**Required task**
Turn the lines below, from the line with "Please trace the outline of every instance of the buffalo head." through the line with "M 217 128 L", into a numbered list with no blank lines.
### Records for the task ###
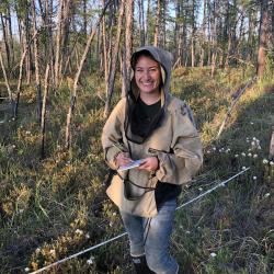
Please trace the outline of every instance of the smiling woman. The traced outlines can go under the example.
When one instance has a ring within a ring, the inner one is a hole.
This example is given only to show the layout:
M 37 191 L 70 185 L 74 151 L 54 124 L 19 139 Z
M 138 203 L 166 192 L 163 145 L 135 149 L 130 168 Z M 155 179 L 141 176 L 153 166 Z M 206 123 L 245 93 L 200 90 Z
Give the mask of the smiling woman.
M 135 81 L 140 91 L 140 99 L 150 105 L 160 100 L 161 69 L 151 56 L 141 55 L 135 68 Z
M 189 106 L 170 94 L 171 55 L 158 47 L 132 56 L 126 98 L 103 128 L 107 164 L 116 170 L 106 193 L 118 206 L 137 273 L 179 273 L 169 253 L 176 198 L 202 163 Z M 141 159 L 138 167 L 123 169 Z

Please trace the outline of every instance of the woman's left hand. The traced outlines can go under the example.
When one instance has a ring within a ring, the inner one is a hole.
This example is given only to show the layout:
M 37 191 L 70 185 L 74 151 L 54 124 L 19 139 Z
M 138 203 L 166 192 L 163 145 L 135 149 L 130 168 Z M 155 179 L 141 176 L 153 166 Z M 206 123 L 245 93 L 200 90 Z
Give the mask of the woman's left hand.
M 157 157 L 148 157 L 145 161 L 138 167 L 139 170 L 147 170 L 149 172 L 156 171 L 159 165 L 159 160 Z

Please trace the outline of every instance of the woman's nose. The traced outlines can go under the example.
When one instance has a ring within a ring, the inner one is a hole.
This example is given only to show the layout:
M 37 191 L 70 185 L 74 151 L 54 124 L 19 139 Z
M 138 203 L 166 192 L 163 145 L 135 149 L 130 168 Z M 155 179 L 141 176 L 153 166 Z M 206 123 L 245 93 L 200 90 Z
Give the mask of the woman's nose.
M 150 72 L 149 71 L 145 71 L 144 77 L 145 77 L 145 79 L 150 79 Z

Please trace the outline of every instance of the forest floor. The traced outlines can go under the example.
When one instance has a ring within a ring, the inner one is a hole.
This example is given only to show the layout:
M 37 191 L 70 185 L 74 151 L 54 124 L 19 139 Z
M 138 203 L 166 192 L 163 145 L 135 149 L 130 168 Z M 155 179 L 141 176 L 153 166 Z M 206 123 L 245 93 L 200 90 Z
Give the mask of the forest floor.
M 173 72 L 172 92 L 193 109 L 204 145 L 204 167 L 183 187 L 180 204 L 250 168 L 176 212 L 171 252 L 180 273 L 274 271 L 273 77 L 247 89 L 217 137 L 232 98 L 253 73 L 246 68 L 218 70 L 214 78 L 209 68 Z M 81 83 L 70 151 L 64 148 L 68 87 L 49 94 L 44 159 L 34 88 L 24 87 L 18 119 L 0 109 L 0 273 L 38 270 L 124 231 L 102 183 L 107 174 L 100 140 L 103 81 L 92 76 Z M 129 274 L 132 267 L 123 237 L 48 273 Z

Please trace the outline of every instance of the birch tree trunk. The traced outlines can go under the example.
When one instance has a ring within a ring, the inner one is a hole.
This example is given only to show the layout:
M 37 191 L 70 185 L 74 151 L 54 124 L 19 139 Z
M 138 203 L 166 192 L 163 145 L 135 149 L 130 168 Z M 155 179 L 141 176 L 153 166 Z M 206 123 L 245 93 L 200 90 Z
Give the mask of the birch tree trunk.
M 2 71 L 3 71 L 3 78 L 4 78 L 4 83 L 5 83 L 5 87 L 7 87 L 7 90 L 8 90 L 8 94 L 9 94 L 9 101 L 12 102 L 12 92 L 11 92 L 9 79 L 7 77 L 1 48 L 0 48 L 0 65 L 1 65 Z
M 78 71 L 76 73 L 76 77 L 75 77 L 75 81 L 73 81 L 73 90 L 72 90 L 72 94 L 70 96 L 70 105 L 69 105 L 69 109 L 68 109 L 68 114 L 67 114 L 67 125 L 66 125 L 66 148 L 69 149 L 70 146 L 71 146 L 71 118 L 72 118 L 72 113 L 73 113 L 73 110 L 75 110 L 75 104 L 76 104 L 76 96 L 77 96 L 77 88 L 78 88 L 78 81 L 80 79 L 80 75 L 81 75 L 81 71 L 82 71 L 82 68 L 83 68 L 83 64 L 85 61 L 85 58 L 88 56 L 88 53 L 89 53 L 89 48 L 90 48 L 90 45 L 91 45 L 91 42 L 93 41 L 94 36 L 95 36 L 95 33 L 96 33 L 96 28 L 99 27 L 101 21 L 102 21 L 102 18 L 106 11 L 106 8 L 109 7 L 109 4 L 111 3 L 112 0 L 109 0 L 99 19 L 98 19 L 98 22 L 96 24 L 93 26 L 92 31 L 91 31 L 91 34 L 89 36 L 89 39 L 87 42 L 87 45 L 85 45 L 85 48 L 84 48 L 84 52 L 83 52 L 83 55 L 82 55 L 82 58 L 81 58 L 81 61 L 80 61 L 80 65 L 79 65 L 79 68 L 78 68 Z
M 266 48 L 270 27 L 270 13 L 267 0 L 261 0 L 261 19 L 259 30 L 259 50 L 258 50 L 258 67 L 256 76 L 262 78 L 265 70 Z
M 125 96 L 129 90 L 130 84 L 130 57 L 133 52 L 133 23 L 134 23 L 134 0 L 126 1 L 126 32 L 125 32 L 125 76 L 124 89 L 122 90 L 122 96 Z
M 117 64 L 117 55 L 118 55 L 118 47 L 119 47 L 119 38 L 122 33 L 122 23 L 124 18 L 124 11 L 125 11 L 125 0 L 121 1 L 119 5 L 119 16 L 118 16 L 118 25 L 117 25 L 117 34 L 116 34 L 116 41 L 113 49 L 113 58 L 111 62 L 111 69 L 110 69 L 110 76 L 109 76 L 109 87 L 107 87 L 107 96 L 105 101 L 105 109 L 104 109 L 104 117 L 109 116 L 110 110 L 111 110 L 111 100 L 112 100 L 112 93 L 114 89 L 114 80 L 115 80 L 115 72 L 116 72 L 116 64 Z
M 156 47 L 159 44 L 160 16 L 161 16 L 161 0 L 157 0 L 157 13 L 156 13 L 156 24 L 155 24 L 155 42 L 153 42 L 153 45 Z
M 32 1 L 32 15 L 33 15 L 33 35 L 36 33 L 36 9 L 35 0 Z M 34 50 L 34 64 L 35 64 L 35 84 L 36 84 L 36 94 L 37 94 L 37 117 L 41 123 L 42 117 L 42 92 L 41 92 L 41 79 L 39 79 L 39 62 L 38 62 L 38 45 L 37 36 L 34 37 L 33 43 Z
M 45 72 L 45 90 L 42 104 L 42 115 L 41 115 L 41 159 L 45 158 L 45 134 L 46 134 L 46 106 L 47 106 L 47 94 L 48 94 L 48 78 L 49 78 L 49 64 L 47 64 Z
M 10 68 L 11 68 L 10 47 L 9 47 L 8 37 L 7 37 L 7 27 L 3 21 L 3 14 L 1 12 L 0 12 L 0 19 L 1 19 L 1 24 L 2 24 L 2 34 L 3 34 L 4 49 L 5 49 L 5 56 L 7 56 L 7 66 L 8 66 L 8 71 L 10 71 Z

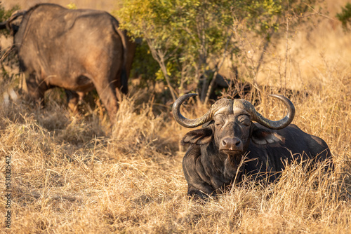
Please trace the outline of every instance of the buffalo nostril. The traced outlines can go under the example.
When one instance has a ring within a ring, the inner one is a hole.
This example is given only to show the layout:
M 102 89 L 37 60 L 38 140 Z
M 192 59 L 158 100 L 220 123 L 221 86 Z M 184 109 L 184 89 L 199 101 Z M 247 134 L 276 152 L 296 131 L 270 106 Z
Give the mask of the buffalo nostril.
M 223 146 L 225 146 L 227 145 L 227 141 L 225 139 L 222 141 L 222 145 Z

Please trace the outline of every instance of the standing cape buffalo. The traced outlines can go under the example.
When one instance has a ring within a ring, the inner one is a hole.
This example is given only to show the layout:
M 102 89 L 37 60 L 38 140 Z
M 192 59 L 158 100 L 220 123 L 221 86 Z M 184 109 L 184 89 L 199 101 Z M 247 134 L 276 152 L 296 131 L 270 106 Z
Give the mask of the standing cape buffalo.
M 314 163 L 330 160 L 331 163 L 324 141 L 289 125 L 295 108 L 286 97 L 270 95 L 288 108 L 287 115 L 278 121 L 264 118 L 246 100 L 229 99 L 217 101 L 202 117 L 191 120 L 181 115 L 180 107 L 194 95 L 180 97 L 172 109 L 174 118 L 185 128 L 206 123 L 187 133 L 182 140 L 182 144 L 190 144 L 183 161 L 189 195 L 204 198 L 216 195 L 236 178 L 239 181 L 243 174 L 273 181 L 284 168 L 285 161 L 294 158 Z M 246 160 L 239 168 L 244 155 Z
M 22 21 L 16 25 L 19 17 Z M 128 92 L 127 73 L 135 50 L 118 27 L 118 21 L 105 11 L 69 10 L 51 4 L 36 5 L 0 23 L 0 29 L 7 28 L 13 34 L 28 92 L 34 100 L 42 103 L 46 90 L 61 87 L 74 109 L 95 87 L 112 122 L 120 90 Z

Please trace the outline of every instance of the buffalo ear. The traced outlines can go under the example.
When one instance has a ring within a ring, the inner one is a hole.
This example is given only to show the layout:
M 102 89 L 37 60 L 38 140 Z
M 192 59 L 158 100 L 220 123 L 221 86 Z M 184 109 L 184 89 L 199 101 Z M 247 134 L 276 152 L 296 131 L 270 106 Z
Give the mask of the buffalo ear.
M 212 128 L 211 126 L 197 129 L 185 134 L 181 144 L 205 144 L 212 139 Z
M 284 142 L 285 138 L 271 130 L 256 126 L 252 131 L 251 140 L 256 144 L 268 144 Z

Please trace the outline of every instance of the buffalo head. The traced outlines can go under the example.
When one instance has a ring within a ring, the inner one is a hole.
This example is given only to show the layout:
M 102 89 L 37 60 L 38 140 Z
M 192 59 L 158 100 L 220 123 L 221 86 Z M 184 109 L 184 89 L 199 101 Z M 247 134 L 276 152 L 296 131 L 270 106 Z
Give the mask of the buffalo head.
M 183 138 L 183 144 L 206 144 L 213 141 L 220 152 L 235 158 L 241 158 L 249 147 L 250 140 L 256 144 L 267 144 L 284 142 L 284 137 L 270 130 L 282 129 L 288 126 L 295 116 L 295 108 L 291 102 L 281 95 L 272 95 L 288 108 L 287 115 L 280 121 L 273 121 L 263 117 L 255 107 L 244 99 L 221 99 L 213 104 L 208 111 L 197 119 L 185 118 L 180 112 L 182 103 L 196 94 L 187 94 L 178 98 L 173 106 L 176 121 L 182 126 L 195 128 L 210 122 L 206 127 L 188 132 Z M 256 121 L 267 128 L 260 128 L 253 124 Z

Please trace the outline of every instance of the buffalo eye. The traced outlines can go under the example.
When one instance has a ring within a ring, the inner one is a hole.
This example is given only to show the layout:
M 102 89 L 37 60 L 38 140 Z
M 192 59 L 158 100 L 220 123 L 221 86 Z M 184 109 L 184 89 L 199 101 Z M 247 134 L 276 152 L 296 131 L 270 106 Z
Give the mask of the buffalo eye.
M 238 121 L 241 124 L 242 124 L 246 127 L 250 126 L 250 125 L 251 124 L 251 121 L 250 120 L 250 118 L 249 118 L 249 116 L 246 115 L 239 116 Z
M 217 128 L 222 128 L 222 126 L 223 126 L 223 124 L 222 123 L 216 123 L 215 125 Z

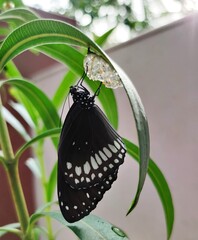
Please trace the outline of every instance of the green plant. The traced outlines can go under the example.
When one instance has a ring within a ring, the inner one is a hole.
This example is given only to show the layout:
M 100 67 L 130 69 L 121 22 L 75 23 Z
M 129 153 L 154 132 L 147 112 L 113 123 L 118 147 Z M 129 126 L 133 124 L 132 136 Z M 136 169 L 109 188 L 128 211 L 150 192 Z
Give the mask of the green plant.
M 1 31 L 5 34 L 5 38 L 1 43 L 0 49 L 0 69 L 2 69 L 2 73 L 6 78 L 0 81 L 0 89 L 4 88 L 5 85 L 9 85 L 10 93 L 23 106 L 23 108 L 19 108 L 19 114 L 22 116 L 25 116 L 24 113 L 28 114 L 28 119 L 31 119 L 31 121 L 26 120 L 34 130 L 34 135 L 31 138 L 23 126 L 17 122 L 14 116 L 11 116 L 8 110 L 5 110 L 2 102 L 0 102 L 0 144 L 2 150 L 0 162 L 9 179 L 13 203 L 15 204 L 19 220 L 19 223 L 1 227 L 0 236 L 11 232 L 18 235 L 21 239 L 38 239 L 41 234 L 46 235 L 47 239 L 55 239 L 56 233 L 52 231 L 51 224 L 51 219 L 53 218 L 63 224 L 63 226 L 70 228 L 80 239 L 89 240 L 93 239 L 93 236 L 94 239 L 100 239 L 99 237 L 97 238 L 98 234 L 103 235 L 104 239 L 112 239 L 112 234 L 115 235 L 113 239 L 127 239 L 127 236 L 121 230 L 96 216 L 90 215 L 77 223 L 69 224 L 62 218 L 60 212 L 51 211 L 51 206 L 55 204 L 53 196 L 56 186 L 57 165 L 56 163 L 54 164 L 50 176 L 47 177 L 43 157 L 43 143 L 46 137 L 50 137 L 54 148 L 57 149 L 58 136 L 60 134 L 58 109 L 65 95 L 68 93 L 70 85 L 83 72 L 84 48 L 87 49 L 90 47 L 94 52 L 102 56 L 121 77 L 137 126 L 139 148 L 125 139 L 128 154 L 138 161 L 140 165 L 137 192 L 128 210 L 128 214 L 138 202 L 148 170 L 148 174 L 159 193 L 164 207 L 167 239 L 169 239 L 174 221 L 172 197 L 162 172 L 152 160 L 149 162 L 147 119 L 141 100 L 130 79 L 97 45 L 97 41 L 92 41 L 81 31 L 69 24 L 56 20 L 40 19 L 34 12 L 23 8 L 3 12 L 0 15 L 0 20 L 6 22 L 9 26 L 9 28 L 7 26 L 6 28 L 2 27 Z M 110 32 L 98 39 L 98 42 L 103 42 Z M 73 46 L 78 46 L 78 48 Z M 69 68 L 52 100 L 30 81 L 23 79 L 12 62 L 15 56 L 30 48 L 36 52 L 45 53 L 57 61 L 66 64 Z M 96 89 L 95 82 L 87 79 L 86 82 L 91 89 Z M 113 91 L 103 87 L 99 95 L 99 100 L 110 122 L 117 128 L 118 112 Z M 14 121 L 11 121 L 11 119 Z M 16 128 L 26 141 L 16 153 L 12 150 L 6 120 Z M 31 216 L 29 216 L 27 211 L 26 200 L 23 195 L 18 172 L 20 156 L 29 147 L 33 148 L 37 160 L 28 160 L 27 165 L 40 178 L 44 196 L 44 205 L 37 209 Z M 37 224 L 38 220 L 42 217 L 46 219 L 45 227 Z M 101 224 L 103 226 L 102 231 Z M 88 230 L 90 227 L 92 231 Z

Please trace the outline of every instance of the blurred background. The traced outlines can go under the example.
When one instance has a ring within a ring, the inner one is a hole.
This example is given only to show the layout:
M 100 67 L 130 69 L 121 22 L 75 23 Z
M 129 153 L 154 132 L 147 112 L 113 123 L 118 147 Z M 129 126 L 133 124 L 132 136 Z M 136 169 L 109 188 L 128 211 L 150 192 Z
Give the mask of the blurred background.
M 0 1 L 3 9 L 22 4 L 43 17 L 67 21 L 92 38 L 115 27 L 105 49 L 130 76 L 145 105 L 151 134 L 151 157 L 165 174 L 173 194 L 176 217 L 171 239 L 197 240 L 198 1 Z M 31 78 L 49 96 L 53 96 L 67 71 L 65 66 L 52 59 L 44 55 L 33 56 L 29 52 L 18 56 L 15 63 L 24 77 Z M 119 133 L 137 143 L 125 93 L 122 89 L 115 93 L 120 114 Z M 17 148 L 19 138 L 14 134 Z M 49 144 L 46 143 L 46 167 L 50 171 L 56 153 L 49 150 Z M 24 161 L 26 159 L 24 156 Z M 21 173 L 31 212 L 42 201 L 39 183 L 23 162 Z M 119 181 L 93 213 L 124 229 L 132 240 L 165 240 L 162 205 L 149 178 L 139 205 L 125 217 L 137 180 L 138 165 L 127 158 L 121 166 Z M 13 222 L 15 215 L 12 207 L 7 209 L 12 203 L 7 197 L 5 183 L 6 178 L 3 178 L 0 182 L 4 196 L 0 198 L 1 225 Z M 59 239 L 64 237 L 63 232 Z M 68 235 L 68 239 L 73 238 Z

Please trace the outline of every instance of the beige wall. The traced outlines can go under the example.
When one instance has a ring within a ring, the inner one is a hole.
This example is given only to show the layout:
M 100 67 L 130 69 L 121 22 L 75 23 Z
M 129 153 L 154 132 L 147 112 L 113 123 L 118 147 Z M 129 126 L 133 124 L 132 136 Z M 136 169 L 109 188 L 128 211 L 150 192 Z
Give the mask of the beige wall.
M 174 240 L 198 239 L 197 43 L 198 16 L 195 15 L 109 51 L 131 77 L 145 105 L 151 156 L 164 172 L 173 193 Z M 57 67 L 37 76 L 40 79 L 37 83 L 52 95 L 63 74 L 63 67 Z M 116 96 L 121 116 L 119 132 L 136 142 L 127 98 L 122 89 L 116 90 Z M 48 163 L 56 159 L 56 153 L 48 150 L 46 154 Z M 137 180 L 138 166 L 127 158 L 118 180 L 93 213 L 123 228 L 130 239 L 165 240 L 163 209 L 149 178 L 139 205 L 125 217 Z

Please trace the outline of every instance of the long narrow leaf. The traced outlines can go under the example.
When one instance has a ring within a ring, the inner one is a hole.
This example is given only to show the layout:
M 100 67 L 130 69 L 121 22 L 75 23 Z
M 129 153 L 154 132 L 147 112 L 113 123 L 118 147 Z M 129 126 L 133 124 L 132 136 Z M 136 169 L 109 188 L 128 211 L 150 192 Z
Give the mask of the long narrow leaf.
M 83 59 L 84 55 L 74 48 L 71 48 L 67 45 L 48 45 L 41 46 L 38 48 L 43 53 L 47 54 L 50 57 L 53 57 L 59 60 L 62 63 L 67 64 L 70 69 L 76 75 L 82 75 L 83 69 Z M 98 88 L 99 83 L 96 81 L 90 81 L 86 79 L 87 85 L 91 88 L 93 92 Z M 118 109 L 116 104 L 116 98 L 112 89 L 102 87 L 102 90 L 98 96 L 101 105 L 111 122 L 111 124 L 117 129 L 118 127 Z
M 139 149 L 140 149 L 139 151 L 140 168 L 139 168 L 138 187 L 137 187 L 135 198 L 128 210 L 128 214 L 129 214 L 138 203 L 140 193 L 144 186 L 144 182 L 145 182 L 145 178 L 148 170 L 149 154 L 150 154 L 149 128 L 148 128 L 148 122 L 147 122 L 146 113 L 145 113 L 143 104 L 141 102 L 141 99 L 133 83 L 118 65 L 116 65 L 115 63 L 113 64 L 122 79 L 125 91 L 129 98 L 131 108 L 133 110 L 136 129 L 138 133 Z
M 0 21 L 14 23 L 18 26 L 37 18 L 38 16 L 33 11 L 26 8 L 13 8 L 0 14 Z
M 70 86 L 75 83 L 77 76 L 72 72 L 68 71 L 61 84 L 58 86 L 58 89 L 56 90 L 54 97 L 53 97 L 53 103 L 57 107 L 57 109 L 61 106 L 64 99 L 67 97 L 69 93 Z
M 52 43 L 64 43 L 78 46 L 91 47 L 93 51 L 100 54 L 122 79 L 129 102 L 133 109 L 138 140 L 140 147 L 140 173 L 136 196 L 129 212 L 136 206 L 142 187 L 144 185 L 148 160 L 149 160 L 149 131 L 148 123 L 140 97 L 130 79 L 92 40 L 86 37 L 78 29 L 60 21 L 35 20 L 22 25 L 13 31 L 2 44 L 0 49 L 0 67 L 11 58 L 33 46 Z
M 35 111 L 39 113 L 47 129 L 58 127 L 58 113 L 52 102 L 39 88 L 37 88 L 31 82 L 23 79 L 10 79 L 1 82 L 1 85 L 3 84 L 9 84 L 16 87 L 28 97 L 28 99 L 34 105 Z M 57 146 L 57 139 L 54 138 L 53 141 Z
M 124 142 L 127 147 L 128 154 L 131 155 L 138 163 L 140 163 L 138 147 L 131 143 L 130 141 L 128 141 L 127 139 L 124 139 Z M 167 227 L 167 239 L 169 239 L 171 237 L 174 224 L 174 206 L 171 191 L 163 173 L 152 159 L 150 159 L 149 161 L 148 175 L 151 178 L 153 185 L 155 186 L 159 194 L 159 197 L 164 208 Z
M 20 236 L 21 231 L 18 229 L 19 227 L 20 227 L 20 223 L 11 223 L 11 224 L 7 224 L 5 226 L 0 227 L 0 237 L 3 237 L 3 235 L 7 233 L 13 233 Z
M 19 158 L 20 155 L 29 147 L 32 146 L 32 144 L 36 143 L 37 141 L 44 139 L 46 137 L 55 137 L 60 134 L 60 128 L 54 128 L 50 130 L 46 130 L 45 132 L 37 135 L 36 137 L 32 138 L 30 141 L 25 143 L 16 153 L 16 158 Z
M 60 212 L 46 212 L 50 216 L 70 228 L 79 239 L 86 240 L 127 240 L 127 235 L 118 227 L 94 215 L 89 215 L 76 223 L 68 223 Z
M 2 107 L 2 113 L 5 120 L 23 137 L 24 140 L 30 140 L 30 135 L 24 126 L 7 108 Z
M 57 185 L 57 162 L 54 164 L 47 182 L 47 199 L 52 201 Z
M 0 69 L 24 50 L 50 43 L 91 46 L 103 55 L 103 51 L 77 28 L 57 20 L 39 19 L 23 24 L 8 35 L 0 50 Z

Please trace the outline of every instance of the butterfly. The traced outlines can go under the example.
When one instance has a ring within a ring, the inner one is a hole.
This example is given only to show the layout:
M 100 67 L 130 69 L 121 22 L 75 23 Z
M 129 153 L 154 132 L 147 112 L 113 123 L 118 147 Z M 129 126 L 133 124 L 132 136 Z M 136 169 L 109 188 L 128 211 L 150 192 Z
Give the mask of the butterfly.
M 58 147 L 58 201 L 68 222 L 78 221 L 96 208 L 117 179 L 126 154 L 121 137 L 95 104 L 101 84 L 91 95 L 82 85 L 83 79 L 70 87 L 73 104 Z

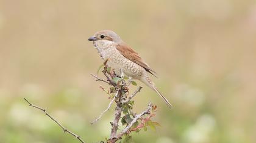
###
**Correct response**
1. Please trace the outline of every instance of the buffalo head. The traced outlines can go under the example.
2. When one instance has a ring within a ring, the inner one is a hole.
3. This example is given only to show the layout:
4. M 102 89 L 37 60 L 38 140 Z
5. M 192 59 L 158 100 L 220 123 L 221 86 Z M 184 109 L 184 89 L 199 101 Z M 247 134 L 276 152 L 296 131 L 270 106 Z
6. Give the mask of the buffalo head.
7. M 183 138 L 183 144 L 206 144 L 213 141 L 220 152 L 235 158 L 241 158 L 249 147 L 250 140 L 256 144 L 267 144 L 284 142 L 284 137 L 270 130 L 282 129 L 288 126 L 295 116 L 295 108 L 291 102 L 281 95 L 272 95 L 288 108 L 287 115 L 280 121 L 273 121 L 263 117 L 255 107 L 244 99 L 221 99 L 213 104 L 208 111 L 197 119 L 185 118 L 180 112 L 182 103 L 196 94 L 187 94 L 178 98 L 173 106 L 176 121 L 182 126 L 195 128 L 210 122 L 206 127 L 188 132 Z M 256 121 L 267 128 L 260 128 L 253 124 Z
8. Please trace the outline of every instance of the buffalo eye. The traced outlines can go under the example.
9. When one instance has a ring within a ring, the inner one is a hole.
10. This example is given only to show the layout:
11. M 102 89 L 37 60 L 38 140 Z
12. M 192 59 L 158 100 L 220 123 L 221 86 Z M 184 109 L 184 89 L 199 101 Z M 247 134 L 276 152 L 296 131 L 270 106 Z
13. Give the mask of the buffalo eye.
14. M 238 121 L 241 124 L 242 124 L 246 127 L 250 126 L 250 125 L 251 124 L 251 121 L 250 120 L 250 118 L 249 118 L 249 116 L 246 115 L 239 116 Z
15. M 217 128 L 222 128 L 222 126 L 223 126 L 223 124 L 222 123 L 216 123 L 215 125 Z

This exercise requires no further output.